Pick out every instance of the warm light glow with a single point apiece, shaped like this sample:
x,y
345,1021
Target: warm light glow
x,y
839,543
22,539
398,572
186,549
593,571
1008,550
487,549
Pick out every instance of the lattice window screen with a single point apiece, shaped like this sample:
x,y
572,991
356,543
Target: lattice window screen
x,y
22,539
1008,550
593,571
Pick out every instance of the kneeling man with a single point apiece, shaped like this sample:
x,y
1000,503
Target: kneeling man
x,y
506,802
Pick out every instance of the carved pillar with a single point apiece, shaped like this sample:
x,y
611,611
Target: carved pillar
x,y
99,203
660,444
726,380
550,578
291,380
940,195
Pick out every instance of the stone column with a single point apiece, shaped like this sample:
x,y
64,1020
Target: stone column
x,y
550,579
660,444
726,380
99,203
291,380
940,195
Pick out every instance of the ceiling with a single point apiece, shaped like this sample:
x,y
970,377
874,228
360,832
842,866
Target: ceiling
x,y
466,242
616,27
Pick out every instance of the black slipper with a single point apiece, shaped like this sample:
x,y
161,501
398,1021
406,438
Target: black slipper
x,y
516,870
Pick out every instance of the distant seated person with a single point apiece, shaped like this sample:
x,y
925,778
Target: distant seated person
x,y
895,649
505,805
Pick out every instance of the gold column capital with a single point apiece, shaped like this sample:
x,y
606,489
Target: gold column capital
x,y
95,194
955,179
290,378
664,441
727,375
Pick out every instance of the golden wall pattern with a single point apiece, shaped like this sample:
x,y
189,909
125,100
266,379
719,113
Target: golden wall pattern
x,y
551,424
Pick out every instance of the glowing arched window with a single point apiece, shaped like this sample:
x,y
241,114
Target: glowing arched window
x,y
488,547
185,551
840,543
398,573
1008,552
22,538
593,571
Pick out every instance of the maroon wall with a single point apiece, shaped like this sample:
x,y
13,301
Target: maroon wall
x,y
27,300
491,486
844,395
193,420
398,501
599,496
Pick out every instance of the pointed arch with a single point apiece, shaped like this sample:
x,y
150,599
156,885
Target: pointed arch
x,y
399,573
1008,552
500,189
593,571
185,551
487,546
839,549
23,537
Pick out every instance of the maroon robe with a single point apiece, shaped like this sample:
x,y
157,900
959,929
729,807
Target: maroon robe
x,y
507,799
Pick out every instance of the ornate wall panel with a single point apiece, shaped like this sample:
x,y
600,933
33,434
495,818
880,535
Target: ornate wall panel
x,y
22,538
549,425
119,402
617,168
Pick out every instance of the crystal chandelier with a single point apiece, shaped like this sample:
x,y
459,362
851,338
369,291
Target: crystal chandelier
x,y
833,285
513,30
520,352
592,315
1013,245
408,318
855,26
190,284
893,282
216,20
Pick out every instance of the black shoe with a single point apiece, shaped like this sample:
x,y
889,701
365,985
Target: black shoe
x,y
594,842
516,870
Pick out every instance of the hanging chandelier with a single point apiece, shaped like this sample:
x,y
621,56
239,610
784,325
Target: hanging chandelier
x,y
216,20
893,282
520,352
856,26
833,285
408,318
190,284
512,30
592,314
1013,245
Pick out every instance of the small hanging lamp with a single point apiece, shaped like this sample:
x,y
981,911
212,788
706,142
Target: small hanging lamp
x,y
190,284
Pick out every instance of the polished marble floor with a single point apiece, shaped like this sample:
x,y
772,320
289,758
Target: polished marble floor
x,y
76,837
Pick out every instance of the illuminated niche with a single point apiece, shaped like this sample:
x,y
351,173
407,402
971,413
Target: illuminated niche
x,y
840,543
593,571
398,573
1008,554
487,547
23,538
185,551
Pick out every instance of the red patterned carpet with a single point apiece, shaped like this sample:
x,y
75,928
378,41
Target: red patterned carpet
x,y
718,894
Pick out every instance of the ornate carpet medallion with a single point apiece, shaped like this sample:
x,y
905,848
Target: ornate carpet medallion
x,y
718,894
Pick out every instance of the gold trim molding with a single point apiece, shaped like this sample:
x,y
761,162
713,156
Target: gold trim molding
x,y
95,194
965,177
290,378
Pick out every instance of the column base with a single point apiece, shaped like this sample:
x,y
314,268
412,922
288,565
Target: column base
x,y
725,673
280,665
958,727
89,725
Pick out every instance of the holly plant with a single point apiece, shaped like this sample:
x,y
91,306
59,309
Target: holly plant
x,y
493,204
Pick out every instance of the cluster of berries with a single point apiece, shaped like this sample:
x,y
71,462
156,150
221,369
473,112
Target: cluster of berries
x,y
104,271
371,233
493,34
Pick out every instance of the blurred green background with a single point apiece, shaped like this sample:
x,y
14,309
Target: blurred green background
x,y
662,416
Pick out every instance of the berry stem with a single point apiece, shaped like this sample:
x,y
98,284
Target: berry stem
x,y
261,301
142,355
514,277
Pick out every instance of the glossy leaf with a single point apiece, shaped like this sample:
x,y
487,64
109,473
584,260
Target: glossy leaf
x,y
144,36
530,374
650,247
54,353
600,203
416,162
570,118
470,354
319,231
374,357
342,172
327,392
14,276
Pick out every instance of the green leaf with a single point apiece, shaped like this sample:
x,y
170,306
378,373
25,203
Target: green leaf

================================

* [WRITTEN PROBLEM]:
Please extract all of the entries above and reproduce every line verbatim, with no changes.

* [ANSWER TO THIS EXERCISE]:
Pick out every instance of the warm light glow with a single point apiece, shaped like this sample:
x,y
345,1021
Target: warm light glow
x,y
839,543
22,539
398,572
186,549
593,571
1008,550
487,549
Pick out every instance of the lattice window screen with a single point apiece, shaped like this sample:
x,y
572,991
356,543
Target: lattice window screen
x,y
22,539
1008,550
593,571
Pick out every instance of the kneeling man with a single point apiece, shaped like this sample:
x,y
1000,503
Target: kneeling man
x,y
506,802
Pick out every instance of the carved pillar with a single point apiece, shaped like this sample:
x,y
611,611
Target: carved pillar
x,y
99,203
660,444
726,380
550,578
291,380
940,195
Pick out every instance of the stone column with a single point apiece, shaped like this sample:
x,y
64,1020
Target: stone column
x,y
550,579
660,444
726,380
99,203
291,380
940,195
Pick out every instance of the ceiling with a single point apiece, shaped like this sample:
x,y
970,377
874,228
360,832
842,866
Target: ceiling
x,y
466,242
616,27
Pick out every instance of the black slipper with a single point apiece, shaped like this sample:
x,y
161,501
398,1021
406,438
Target: black slipper
x,y
516,870
Pick out every instance of the distant seated person with a single point apiece, shaped like this sample:
x,y
925,778
Target: distant seated person
x,y
895,649
505,805
Pick out every instance of the gold column capital with a single point apiece, shaped like this sample:
x,y
606,489
Target: gold column capital
x,y
95,194
955,179
290,378
664,441
727,375
Pick out every instance of the golden wall pattern with a single point apiece, shaped like this sample:
x,y
189,909
125,100
266,379
719,113
Target: golden wall pattern
x,y
551,424
Pick out every instance of the glowing arched window with a single point apiece, shaped like this sample:
x,y
241,114
Target: glowing arched window
x,y
488,547
185,551
840,543
398,573
1008,552
22,538
593,571
Pick out every instance of the maroon wall with a single point apiece, shaped like this sample:
x,y
13,301
Target: maroon wall
x,y
27,300
491,486
844,395
193,420
398,501
599,496
Pick out every instance of the pointed arch with a single point apiece, shaped like this sample:
x,y
150,599
156,885
Target: pointed arch
x,y
399,573
1008,552
500,189
593,571
185,551
487,546
839,549
23,537
Pick out every instance of the maroon robe with a single point apiece, shaped like this sample:
x,y
157,900
959,929
729,807
Target: maroon robe
x,y
507,799
Pick out every instance of the ornate wall panel with a single point apiece, shaped like this sample:
x,y
600,933
33,434
495,818
880,535
Target: ornate wall panel
x,y
22,538
549,425
119,402
617,168
Pick out every instance of the crystal chandelier with a single point apiece, shaped like this sample:
x,y
459,362
851,338
369,291
Target: crystal chandelier
x,y
833,285
513,30
520,352
592,315
1013,245
408,318
855,26
190,284
893,282
216,20
Pick out every instance of the black shoe with a single point apiece, shaped like this sample:
x,y
889,701
365,985
Target: black shoe
x,y
594,842
516,870
Pick out every instance of the hanging chandelier with a single point apiece, shaped like this sample:
x,y
621,56
239,610
784,325
Target: hanging chandelier
x,y
216,20
893,282
520,352
856,26
833,285
408,318
190,284
512,30
592,314
1013,245
Pick out every instance of the small hanging lamp with a single point apiece, shaped like this sample:
x,y
981,911
212,788
706,142
Target: small hanging lamp
x,y
190,284
Pick out every instance of the polished marble floor with a single point apiece, shaped like this sample:
x,y
772,320
289,758
Target: polished marble floor
x,y
76,837
Pick out every instance of the illuminated niche with a single point apiece, shaped like this sample:
x,y
351,173
407,402
971,413
Target: illuminated niche
x,y
840,543
593,571
398,573
1008,554
487,547
23,538
185,551
Pick out every instance of the red patterned carpet with a single point apiece, shaped like this sample:
x,y
75,928
378,41
Target: red patterned carpet
x,y
718,894
Pick out every instance of the ornate carpet medallion with a single point apiece, shaped like this sample:
x,y
905,848
Target: ornate carpet medallion
x,y
718,894
Pick out every instance of the gold trim molding with a single point apiece, shaped like this sample:
x,y
761,162
713,156
Target: gold trim molding
x,y
95,194
965,177
290,378
Pick out every instance of the column base with a single point apiece, shaped like this sample:
x,y
314,268
412,922
288,565
Target: column base
x,y
725,673
280,665
958,727
89,725
Pick out every instance of the holly plant with a single point apiece, shaped like this sample:
x,y
91,306
59,309
Target: holly plant
x,y
493,204
Pick out every instance of the cluster of berries with a single point apiece, shaped like this sample:
x,y
71,462
156,150
221,369
473,112
Target: cluster of berries
x,y
104,271
371,233
493,34
Pick out every instance of the blurred green background with a single point apiece, shaped like this sample:
x,y
14,309
Target: blurred green background
x,y
662,416
Pick out every instance of the berry stem with a single point apiece, shaped like this sample:
x,y
98,284
Target: berry stem
x,y
261,301
142,355
514,277
Pick out every instance of the glossy leaf with a single point apiece, shaped like this sample:
x,y
487,64
109,473
584,260
Target: glossy leaf
x,y
144,36
530,374
650,247
54,353
600,203
416,162
570,118
470,354
319,231
374,357
342,172
327,392
14,276
Pick out every instance of the green leaf with a single point apiece, shaped like this sample:
x,y
170,306
378,373
25,203
Target: green leaf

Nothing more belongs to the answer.